→ TO DO
Your answer is the listing, printed exactly as given.

-*-*-

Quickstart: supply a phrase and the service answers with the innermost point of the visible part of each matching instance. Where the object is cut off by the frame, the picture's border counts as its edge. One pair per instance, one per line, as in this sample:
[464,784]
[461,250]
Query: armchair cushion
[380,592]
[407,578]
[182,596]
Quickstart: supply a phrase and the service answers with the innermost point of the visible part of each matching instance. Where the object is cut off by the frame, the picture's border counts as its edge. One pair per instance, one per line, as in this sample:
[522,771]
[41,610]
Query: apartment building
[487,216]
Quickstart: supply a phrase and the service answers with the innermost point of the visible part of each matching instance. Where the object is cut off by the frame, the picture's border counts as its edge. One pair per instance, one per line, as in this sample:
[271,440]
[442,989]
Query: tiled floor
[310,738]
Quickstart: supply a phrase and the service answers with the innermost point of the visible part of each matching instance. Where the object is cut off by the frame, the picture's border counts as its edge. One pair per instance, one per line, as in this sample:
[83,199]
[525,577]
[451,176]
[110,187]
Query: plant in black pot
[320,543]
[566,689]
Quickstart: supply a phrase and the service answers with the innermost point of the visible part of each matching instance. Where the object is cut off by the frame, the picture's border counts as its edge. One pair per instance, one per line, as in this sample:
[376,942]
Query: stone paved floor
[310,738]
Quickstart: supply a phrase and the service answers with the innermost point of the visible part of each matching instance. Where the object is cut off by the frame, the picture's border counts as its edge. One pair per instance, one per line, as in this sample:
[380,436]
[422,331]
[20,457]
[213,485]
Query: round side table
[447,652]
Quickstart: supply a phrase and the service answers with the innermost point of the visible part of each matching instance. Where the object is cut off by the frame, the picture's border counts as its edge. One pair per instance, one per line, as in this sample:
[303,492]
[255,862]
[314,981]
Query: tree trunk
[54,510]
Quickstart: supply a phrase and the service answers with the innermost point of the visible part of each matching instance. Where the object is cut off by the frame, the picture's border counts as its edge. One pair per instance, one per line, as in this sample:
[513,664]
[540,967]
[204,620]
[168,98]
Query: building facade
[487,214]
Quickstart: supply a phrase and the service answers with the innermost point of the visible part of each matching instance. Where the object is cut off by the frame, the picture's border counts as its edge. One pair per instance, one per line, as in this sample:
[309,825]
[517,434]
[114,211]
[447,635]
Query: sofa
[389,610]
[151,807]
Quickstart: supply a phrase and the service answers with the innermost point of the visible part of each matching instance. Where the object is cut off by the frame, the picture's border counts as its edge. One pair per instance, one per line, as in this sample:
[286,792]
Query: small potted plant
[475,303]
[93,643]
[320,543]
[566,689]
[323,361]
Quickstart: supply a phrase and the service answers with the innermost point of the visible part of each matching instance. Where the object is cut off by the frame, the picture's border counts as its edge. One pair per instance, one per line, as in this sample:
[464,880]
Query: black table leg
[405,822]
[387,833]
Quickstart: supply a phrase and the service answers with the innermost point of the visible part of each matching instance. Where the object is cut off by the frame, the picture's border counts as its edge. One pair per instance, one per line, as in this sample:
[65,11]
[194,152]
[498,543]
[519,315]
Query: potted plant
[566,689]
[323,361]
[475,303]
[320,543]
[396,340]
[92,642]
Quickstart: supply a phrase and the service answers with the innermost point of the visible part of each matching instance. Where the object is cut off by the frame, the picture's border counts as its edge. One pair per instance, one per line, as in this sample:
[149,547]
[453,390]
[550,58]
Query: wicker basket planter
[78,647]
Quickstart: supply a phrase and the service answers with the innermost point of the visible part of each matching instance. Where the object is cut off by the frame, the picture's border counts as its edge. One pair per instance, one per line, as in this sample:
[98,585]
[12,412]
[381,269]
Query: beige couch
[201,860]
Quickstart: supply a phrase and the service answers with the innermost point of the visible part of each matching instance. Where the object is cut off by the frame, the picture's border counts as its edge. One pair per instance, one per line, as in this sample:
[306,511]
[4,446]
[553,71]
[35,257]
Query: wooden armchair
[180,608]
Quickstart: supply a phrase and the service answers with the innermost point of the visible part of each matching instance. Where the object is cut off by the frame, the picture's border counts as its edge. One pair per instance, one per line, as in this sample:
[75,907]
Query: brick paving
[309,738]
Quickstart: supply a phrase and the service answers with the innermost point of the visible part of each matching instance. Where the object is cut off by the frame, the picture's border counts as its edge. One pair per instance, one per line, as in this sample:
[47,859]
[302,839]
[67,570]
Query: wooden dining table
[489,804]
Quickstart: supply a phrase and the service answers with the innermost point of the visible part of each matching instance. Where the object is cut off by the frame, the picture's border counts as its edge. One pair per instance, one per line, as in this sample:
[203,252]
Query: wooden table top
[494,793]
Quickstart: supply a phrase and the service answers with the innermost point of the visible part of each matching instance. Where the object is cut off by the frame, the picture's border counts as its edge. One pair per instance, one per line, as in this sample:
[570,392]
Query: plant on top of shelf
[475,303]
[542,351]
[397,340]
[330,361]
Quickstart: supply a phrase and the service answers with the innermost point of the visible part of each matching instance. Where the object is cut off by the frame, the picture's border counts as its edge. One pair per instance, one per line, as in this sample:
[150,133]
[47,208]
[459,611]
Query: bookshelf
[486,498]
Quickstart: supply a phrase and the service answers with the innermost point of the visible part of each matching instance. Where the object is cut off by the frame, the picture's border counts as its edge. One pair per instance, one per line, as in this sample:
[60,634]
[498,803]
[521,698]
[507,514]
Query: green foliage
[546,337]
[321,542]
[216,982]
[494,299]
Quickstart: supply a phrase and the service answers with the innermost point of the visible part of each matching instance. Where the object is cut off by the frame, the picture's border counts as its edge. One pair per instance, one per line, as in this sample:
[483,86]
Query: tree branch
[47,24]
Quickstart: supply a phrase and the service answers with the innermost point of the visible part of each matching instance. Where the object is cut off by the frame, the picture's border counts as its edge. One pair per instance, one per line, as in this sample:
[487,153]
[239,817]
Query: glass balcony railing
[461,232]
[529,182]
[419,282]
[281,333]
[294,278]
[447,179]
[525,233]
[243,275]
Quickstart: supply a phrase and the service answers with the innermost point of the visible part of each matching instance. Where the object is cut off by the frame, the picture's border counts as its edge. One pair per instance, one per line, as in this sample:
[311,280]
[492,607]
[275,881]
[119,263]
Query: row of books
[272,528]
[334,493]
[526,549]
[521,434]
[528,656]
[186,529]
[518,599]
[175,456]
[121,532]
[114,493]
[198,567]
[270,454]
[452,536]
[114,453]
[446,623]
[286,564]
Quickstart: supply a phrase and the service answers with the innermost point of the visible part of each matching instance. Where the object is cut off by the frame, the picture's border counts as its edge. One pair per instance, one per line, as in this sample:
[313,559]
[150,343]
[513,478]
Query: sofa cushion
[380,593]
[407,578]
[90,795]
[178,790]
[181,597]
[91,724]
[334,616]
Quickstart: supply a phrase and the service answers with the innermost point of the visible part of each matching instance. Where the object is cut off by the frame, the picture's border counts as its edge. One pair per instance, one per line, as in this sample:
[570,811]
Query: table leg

-*-*-

→ SOLUTION FOR THIS EXERCISE
Quickstart: supply a phrase and the service answers with the innermost point of the visible part of each matching instance. Where the object is cut off by the frame, the picture's border counts as its edge. One pair per instance, one per line, as in this sample:
[464,784]
[461,250]
Query: armchair cushion
[380,592]
[407,578]
[182,596]
Quickstart: supply a phrase and the service answers with the innermost point of the visible part of each matching instance. Where the object is cut off by the frame, the picture's border counts as its edge. One pair per instance, one per line, as in this sample:
[522,771]
[41,610]
Query: apartment building
[487,216]
Quickstart: supply a phrase and the service answers with the innermost point of the visible part of each matching instance. Where the object is cut off by the frame, the picture's border counts as its edge. One pair per instance, one per line, as in this sample:
[271,440]
[442,989]
Query: tiled floor
[310,738]
Quickstart: supply a phrase and the service answers with the innermost point of the visible part of each matching instance. Where the object is cut off by the frame, the picture's border counts as its edge. One pair per instance, one per line, as in this sample:
[83,199]
[525,577]
[451,176]
[110,187]
Query: plant in black pot
[320,543]
[566,689]
Quickstart: supply a phrase and the service answers with the innermost point of the visible part of each matching instance. Where the object is cut off by the frame, the picture's border counts as its edge. One pair per instance, one per line, as in this sample:
[376,942]
Query: stone paved floor
[310,738]
Quickstart: supply a phrase and the service answers with the innermost point of the visible part of each matching instance. Where the object is cut off by the frame, the picture's border counts as its edge. One pair per instance, one per line, as in this sample:
[380,436]
[422,331]
[20,457]
[213,485]
Query: round side table
[447,652]
Quickstart: supply a phrase and the service answers with the innermost point of the visible part of each matching instance. Where the object is cut off by the frame, the picture's border counts as its edge. One pair per instance, one per line, as in this sample:
[303,492]
[255,862]
[314,981]
Query: tree trunk
[54,510]
Quickstart: supply a phrase and the service answers with the innermost point of the visible part of each matching instance. Where the object is cut off by the frame, the picture's border counts as its edge. One pair per instance, one per line, as in this sample:
[513,664]
[540,967]
[204,620]
[168,98]
Query: building facade
[487,214]
Quickstart: supply a phrase and the service answers with the innermost point of the visible part of each matching instance. Where the object is cut off by the frame, the picture's border counts as its edge. One pair per instance, one per line, as in this sample:
[309,825]
[517,434]
[114,211]
[447,635]
Query: sofa
[389,610]
[151,807]
Quickstart: supply a phrase and the service answers with the innermost point of the visible part of each matching instance. Where the object is cut off by the frame, the picture's border counts as its edge. One pair per instance, one per line, as in this sample:
[286,792]
Query: small potted plant
[475,303]
[93,643]
[320,543]
[566,689]
[323,361]
Quickstart: supply a phrase and the service answers with the innermost point of the visible part of each matching instance. Where the object is cut off by the frame, the picture's border counts as its edge. One pair per instance, one per line, as in this sample:
[464,880]
Query: black table leg
[405,822]
[387,833]
Quickstart: supply a phrase and the service answers with the innermost point of the visible part of each matching instance. Where the object is cut off by the frame, the picture's border counts as its edge. One pair per instance, one per line, as in this sample:
[65,11]
[194,152]
[498,543]
[519,315]
Query: potted plant
[566,689]
[323,361]
[475,303]
[320,543]
[396,340]
[92,642]
Quickstart: supply a phrase and the service answers with the innermost point of the visible part of each matching instance. Where the object is cut off by the frame, the picture's border counts as its edge. One pair per instance, one per line, as in this sample:
[149,547]
[453,390]
[550,58]
Query: wicker basket planter
[78,647]
Quickstart: supply a phrase and the service answers with the innermost point of the visible part of each matching instance. Where the object is cut off by the frame, the picture's border counts as its edge. One pair per instance, one per line, as in this sample:
[98,585]
[12,412]
[381,269]
Query: beige couch
[201,860]
Quickstart: supply a phrase and the service answers with the innermost point of the visible part of each matching instance. Where the object is cut off by the frame, the picture's border counts as its edge. One pair per instance, one per line, as in this sample:
[306,511]
[4,446]
[553,71]
[35,257]
Query: wooden armchair
[180,608]
Quickstart: supply a phrase and the service answers with the innermost point of the visible part of each matching instance. Where the object is cut off by the frame, the picture's border counts as its edge. One pair per instance, one per line, as in this sample:
[75,907]
Query: brick paving
[309,738]
Quickstart: supply a phrase and the service answers with the innermost point of the visible part of each matching instance. Where the object is cut off by the frame, the picture's border counts as its edge. One pair per instance, one per line, as in this sample:
[47,859]
[302,839]
[67,570]
Query: wooden dining table
[489,804]
Quickstart: supply a phrase and the service answers with the innermost point of the visible part of each matching instance. Where the object is cut off by the frame, the picture's border counts as its edge. One pair per instance, one per line, as in this sample:
[203,252]
Query: wooden table top
[494,793]
Quickstart: supply a phrase and the service answers with the innermost point of the visible part of each matching instance. Where the object is cut off by the frame, the picture's border counts as its edge. One pair per instance, one per line, as in this sample:
[570,392]
Query: plant on top of shelf
[475,303]
[542,351]
[397,340]
[330,361]
Quickstart: supply a phrase and the service answers with the innermost point of the visible part of each matching instance. Where the object is cut off by the frame, the picture's border counts as its edge. One pair per instance, one per line, as in this sample:
[150,133]
[47,208]
[459,611]
Query: bookshelf
[486,498]
Quickstart: supply a phrase and the service answers with the innermost point of the visible part of each matching instance. Where the object is cut off by the frame, the picture's border counts as its edge. One pair per instance, one per line, as in this sample:
[60,634]
[498,803]
[521,698]
[507,514]
Query: green foliage
[546,337]
[321,542]
[216,982]
[494,299]
Quickstart: supply a phrase and the service answers with the innermost point of the visible part of each matching instance. Where the object is cut off by the frame, the picture's border counts as its edge. One pair per instance, one per line, as in this sample:
[483,86]
Query: tree branch
[47,24]
Quickstart: supply a phrase and the service answers with the innermost point of the visible part of each matching instance. Where the object is cut off by the frame, the picture's border counts as its edge. One pair per instance, one per line, as in this sample:
[487,153]
[239,817]
Query: glass balcony railing
[461,232]
[529,182]
[419,282]
[281,333]
[294,278]
[447,179]
[525,233]
[243,275]
Quickstart: supply a phrase and the service answers with the innermost point of the visible part of each matching instance. Where the object is cut off by the frame, the picture's border counts as its edge. One pair per instance, one per line, as in this sample:
[311,280]
[492,607]
[275,881]
[119,263]
Query: row of books
[272,528]
[334,493]
[526,549]
[521,434]
[528,656]
[186,529]
[518,599]
[175,456]
[121,532]
[114,493]
[198,567]
[270,454]
[452,536]
[114,453]
[446,623]
[286,564]
Quickstart: supply a phrase and the service answers with the innermost point of the visible part of each matching instance. Where the object is cut off by the frame, the picture's border counts as its edge. One pair per instance, one per line, as in this sample:
[313,559]
[150,343]
[513,478]
Query: sofa cushion
[380,593]
[407,578]
[90,795]
[178,790]
[181,597]
[91,724]
[334,616]
Quickstart: supply a phrase and the service answers with the innermost point of the visible part of each matching instance. Where the object is cut off by the frame, the picture's border counts as its edge. One pair per instance, one per line, as in this sample:
[570,811]
Query: table leg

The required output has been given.